[Dataset records]
▼▼▼
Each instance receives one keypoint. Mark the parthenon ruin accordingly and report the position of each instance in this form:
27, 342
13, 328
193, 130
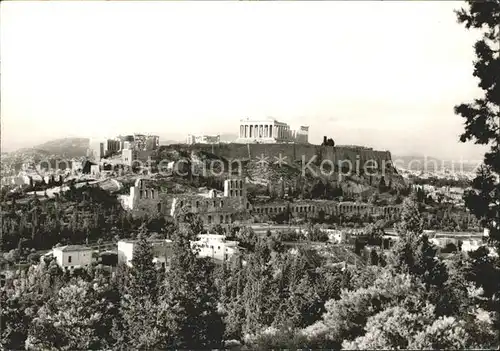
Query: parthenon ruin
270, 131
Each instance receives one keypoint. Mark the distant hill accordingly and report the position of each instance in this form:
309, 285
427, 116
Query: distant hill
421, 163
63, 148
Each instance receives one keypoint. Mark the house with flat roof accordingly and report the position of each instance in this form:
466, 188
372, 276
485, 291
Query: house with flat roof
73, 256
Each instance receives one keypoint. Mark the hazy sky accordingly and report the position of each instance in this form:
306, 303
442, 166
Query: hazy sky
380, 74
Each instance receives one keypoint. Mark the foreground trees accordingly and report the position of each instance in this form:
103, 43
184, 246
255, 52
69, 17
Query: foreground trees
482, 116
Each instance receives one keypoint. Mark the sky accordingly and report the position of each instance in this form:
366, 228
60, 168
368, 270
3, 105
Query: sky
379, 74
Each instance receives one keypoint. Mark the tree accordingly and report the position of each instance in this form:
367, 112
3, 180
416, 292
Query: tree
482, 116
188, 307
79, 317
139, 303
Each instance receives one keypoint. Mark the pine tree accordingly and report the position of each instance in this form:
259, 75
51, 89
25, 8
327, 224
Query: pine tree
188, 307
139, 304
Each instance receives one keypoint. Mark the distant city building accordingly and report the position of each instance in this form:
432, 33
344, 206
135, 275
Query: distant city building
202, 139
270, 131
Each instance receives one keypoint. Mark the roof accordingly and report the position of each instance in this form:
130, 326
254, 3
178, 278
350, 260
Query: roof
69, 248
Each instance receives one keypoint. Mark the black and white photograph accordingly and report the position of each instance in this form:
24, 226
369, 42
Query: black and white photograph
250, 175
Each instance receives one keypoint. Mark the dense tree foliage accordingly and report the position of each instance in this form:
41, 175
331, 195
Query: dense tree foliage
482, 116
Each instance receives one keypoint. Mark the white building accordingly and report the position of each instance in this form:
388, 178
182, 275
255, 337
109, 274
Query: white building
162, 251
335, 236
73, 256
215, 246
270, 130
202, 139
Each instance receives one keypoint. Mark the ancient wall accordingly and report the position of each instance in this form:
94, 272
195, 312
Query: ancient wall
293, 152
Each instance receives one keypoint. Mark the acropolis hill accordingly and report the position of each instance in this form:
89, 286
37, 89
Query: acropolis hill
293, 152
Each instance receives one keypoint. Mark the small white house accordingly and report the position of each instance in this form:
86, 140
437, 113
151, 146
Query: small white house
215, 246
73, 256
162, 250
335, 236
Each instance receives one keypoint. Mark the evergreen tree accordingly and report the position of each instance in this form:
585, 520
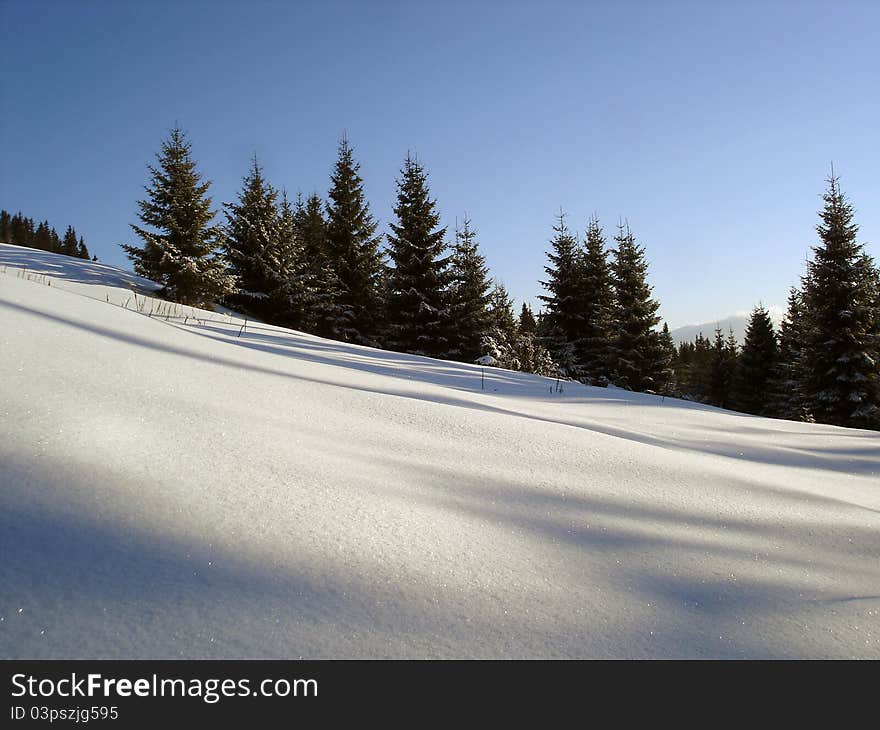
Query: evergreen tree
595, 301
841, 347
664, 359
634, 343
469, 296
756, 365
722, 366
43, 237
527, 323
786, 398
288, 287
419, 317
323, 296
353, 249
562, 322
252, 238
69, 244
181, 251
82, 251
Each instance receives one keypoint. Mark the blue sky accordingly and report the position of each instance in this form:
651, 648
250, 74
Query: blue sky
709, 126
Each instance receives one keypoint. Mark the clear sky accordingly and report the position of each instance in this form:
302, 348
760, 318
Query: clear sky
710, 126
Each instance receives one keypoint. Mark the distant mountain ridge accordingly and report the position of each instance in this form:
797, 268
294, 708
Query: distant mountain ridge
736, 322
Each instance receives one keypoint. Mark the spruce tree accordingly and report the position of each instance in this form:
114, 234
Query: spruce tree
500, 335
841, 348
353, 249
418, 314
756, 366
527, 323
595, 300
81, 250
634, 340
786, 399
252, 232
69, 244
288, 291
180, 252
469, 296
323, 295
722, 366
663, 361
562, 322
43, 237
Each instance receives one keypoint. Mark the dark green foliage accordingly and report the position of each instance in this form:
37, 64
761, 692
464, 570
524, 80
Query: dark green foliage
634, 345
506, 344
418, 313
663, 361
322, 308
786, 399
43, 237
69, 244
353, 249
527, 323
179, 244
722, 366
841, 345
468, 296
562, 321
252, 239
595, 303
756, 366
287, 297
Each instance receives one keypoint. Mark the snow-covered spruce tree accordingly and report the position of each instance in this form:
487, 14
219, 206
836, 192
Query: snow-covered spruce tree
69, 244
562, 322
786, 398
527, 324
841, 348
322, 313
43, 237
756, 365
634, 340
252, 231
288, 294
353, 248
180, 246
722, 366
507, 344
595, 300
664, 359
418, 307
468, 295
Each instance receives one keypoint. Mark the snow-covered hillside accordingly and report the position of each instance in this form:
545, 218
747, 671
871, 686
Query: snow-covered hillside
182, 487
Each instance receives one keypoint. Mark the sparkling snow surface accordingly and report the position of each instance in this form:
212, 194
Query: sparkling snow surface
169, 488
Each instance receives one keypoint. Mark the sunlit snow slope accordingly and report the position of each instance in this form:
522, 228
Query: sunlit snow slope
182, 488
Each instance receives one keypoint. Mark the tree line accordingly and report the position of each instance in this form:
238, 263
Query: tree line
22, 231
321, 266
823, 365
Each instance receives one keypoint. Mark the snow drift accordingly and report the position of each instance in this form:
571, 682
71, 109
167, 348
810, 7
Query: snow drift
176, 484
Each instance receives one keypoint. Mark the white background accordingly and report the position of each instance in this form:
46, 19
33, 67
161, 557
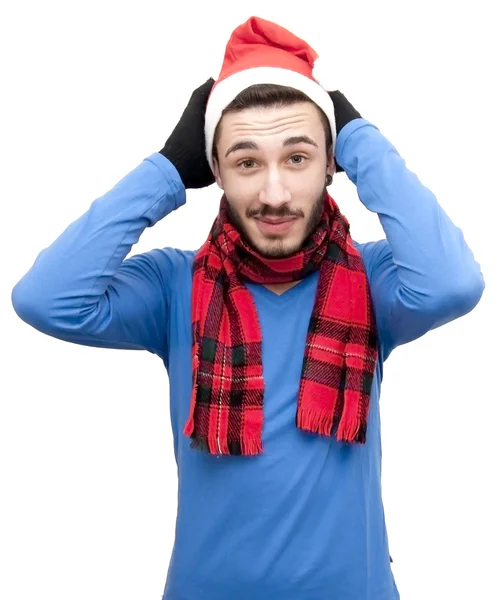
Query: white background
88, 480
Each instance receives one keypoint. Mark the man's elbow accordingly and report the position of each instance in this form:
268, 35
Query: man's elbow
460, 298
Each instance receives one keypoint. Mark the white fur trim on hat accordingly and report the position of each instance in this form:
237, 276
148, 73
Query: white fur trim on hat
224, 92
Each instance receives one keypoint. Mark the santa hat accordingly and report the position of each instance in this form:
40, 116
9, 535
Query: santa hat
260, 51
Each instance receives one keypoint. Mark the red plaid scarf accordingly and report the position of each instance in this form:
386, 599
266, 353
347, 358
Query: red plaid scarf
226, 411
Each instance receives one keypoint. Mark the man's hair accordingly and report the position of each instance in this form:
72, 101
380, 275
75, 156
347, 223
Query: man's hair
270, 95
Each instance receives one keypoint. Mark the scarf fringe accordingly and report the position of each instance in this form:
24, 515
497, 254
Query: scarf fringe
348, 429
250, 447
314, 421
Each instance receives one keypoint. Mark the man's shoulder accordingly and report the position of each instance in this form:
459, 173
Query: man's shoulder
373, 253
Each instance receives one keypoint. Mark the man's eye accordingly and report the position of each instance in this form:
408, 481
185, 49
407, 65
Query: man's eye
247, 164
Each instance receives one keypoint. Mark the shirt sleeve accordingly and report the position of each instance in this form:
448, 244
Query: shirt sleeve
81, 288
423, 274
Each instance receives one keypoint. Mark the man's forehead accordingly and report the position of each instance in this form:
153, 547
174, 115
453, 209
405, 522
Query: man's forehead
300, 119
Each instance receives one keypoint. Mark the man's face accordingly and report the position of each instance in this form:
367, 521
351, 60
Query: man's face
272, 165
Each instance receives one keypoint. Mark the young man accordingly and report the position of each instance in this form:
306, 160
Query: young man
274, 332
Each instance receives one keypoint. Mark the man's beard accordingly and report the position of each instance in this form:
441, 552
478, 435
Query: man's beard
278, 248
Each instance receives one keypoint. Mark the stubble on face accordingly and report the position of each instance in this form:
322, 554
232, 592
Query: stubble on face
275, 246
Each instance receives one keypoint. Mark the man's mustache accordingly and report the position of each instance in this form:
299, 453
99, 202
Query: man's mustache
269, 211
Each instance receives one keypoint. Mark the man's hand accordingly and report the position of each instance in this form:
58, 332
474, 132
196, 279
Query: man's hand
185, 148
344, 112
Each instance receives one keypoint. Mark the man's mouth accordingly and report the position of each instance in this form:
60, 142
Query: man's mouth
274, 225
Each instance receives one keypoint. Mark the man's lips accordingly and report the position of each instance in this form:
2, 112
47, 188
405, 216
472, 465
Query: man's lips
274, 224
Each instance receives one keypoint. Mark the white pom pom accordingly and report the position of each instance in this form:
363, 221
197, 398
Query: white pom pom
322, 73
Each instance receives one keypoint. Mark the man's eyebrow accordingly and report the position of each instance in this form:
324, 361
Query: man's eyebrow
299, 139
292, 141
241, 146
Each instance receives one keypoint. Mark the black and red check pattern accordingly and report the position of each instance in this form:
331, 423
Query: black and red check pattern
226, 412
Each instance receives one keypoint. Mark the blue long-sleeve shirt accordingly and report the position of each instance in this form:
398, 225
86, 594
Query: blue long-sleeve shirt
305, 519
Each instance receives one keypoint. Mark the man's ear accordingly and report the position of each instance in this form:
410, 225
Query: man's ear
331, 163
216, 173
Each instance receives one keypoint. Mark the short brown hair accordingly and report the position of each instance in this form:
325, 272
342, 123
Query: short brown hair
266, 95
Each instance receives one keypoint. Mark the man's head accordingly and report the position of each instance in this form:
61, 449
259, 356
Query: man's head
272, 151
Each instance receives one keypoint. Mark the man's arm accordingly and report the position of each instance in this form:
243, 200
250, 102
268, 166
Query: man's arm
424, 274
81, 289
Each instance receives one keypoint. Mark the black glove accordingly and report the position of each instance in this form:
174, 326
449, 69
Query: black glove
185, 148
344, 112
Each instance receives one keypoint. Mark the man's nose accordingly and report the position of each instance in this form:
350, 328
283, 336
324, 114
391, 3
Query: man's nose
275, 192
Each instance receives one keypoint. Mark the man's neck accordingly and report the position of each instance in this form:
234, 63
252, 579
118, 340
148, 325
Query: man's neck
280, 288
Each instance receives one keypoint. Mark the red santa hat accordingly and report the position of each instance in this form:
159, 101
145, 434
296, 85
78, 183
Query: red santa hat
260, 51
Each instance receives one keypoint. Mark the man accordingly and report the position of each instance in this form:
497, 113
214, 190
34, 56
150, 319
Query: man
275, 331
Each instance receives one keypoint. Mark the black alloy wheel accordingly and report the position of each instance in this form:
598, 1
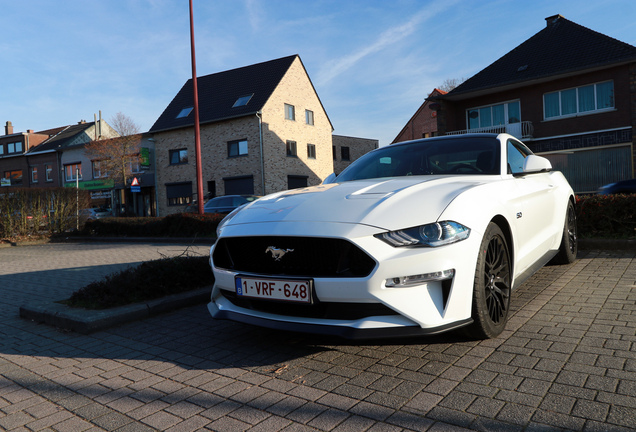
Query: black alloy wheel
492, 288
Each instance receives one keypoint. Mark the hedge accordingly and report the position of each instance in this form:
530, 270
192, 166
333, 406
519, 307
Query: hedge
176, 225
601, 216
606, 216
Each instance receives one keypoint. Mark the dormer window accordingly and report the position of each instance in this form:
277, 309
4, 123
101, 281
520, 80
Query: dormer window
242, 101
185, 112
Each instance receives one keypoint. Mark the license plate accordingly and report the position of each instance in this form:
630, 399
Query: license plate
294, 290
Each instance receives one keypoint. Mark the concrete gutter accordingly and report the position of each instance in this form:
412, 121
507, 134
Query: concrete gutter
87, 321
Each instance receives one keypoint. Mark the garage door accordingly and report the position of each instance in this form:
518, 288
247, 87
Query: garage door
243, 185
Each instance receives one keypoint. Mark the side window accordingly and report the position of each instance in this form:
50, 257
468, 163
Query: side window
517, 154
▲▲▲
Problem requirements: Can you quote exactly the lines from the one containing "Each instance receives one keypoint. Mark the hedge" through the last line of the records above, and nothing else?

Complete answer:
Each instance receives one keypoint. Mark the hedge accordingly and report the position of each instance in this form:
530, 270
192, 166
333, 406
519, 307
Query: hedge
176, 225
601, 216
606, 216
Each instance receives one keypoint. Mark the dormer window accordingly and report the position of each instance in this form:
277, 309
4, 123
101, 281
520, 80
Query: dormer window
242, 101
185, 112
Each instance receives one keypoint. Mark the license plate accordingly and report the position of each instance in this form:
630, 399
Query: license plate
294, 290
Each instance receives one keypoint. Mark the concrete gutter accordingly and report the position of each instance in this form:
412, 121
507, 134
Query: concrete gutter
87, 321
Each instance receives one keypoint. Mark the garage door accordingly and report the position of each instance in this form:
518, 288
247, 87
Query: garage door
243, 185
Each instance receives one keypoint. Mark the side window accordingly and report the position of each instance in this form:
50, 257
468, 163
Query: side window
517, 154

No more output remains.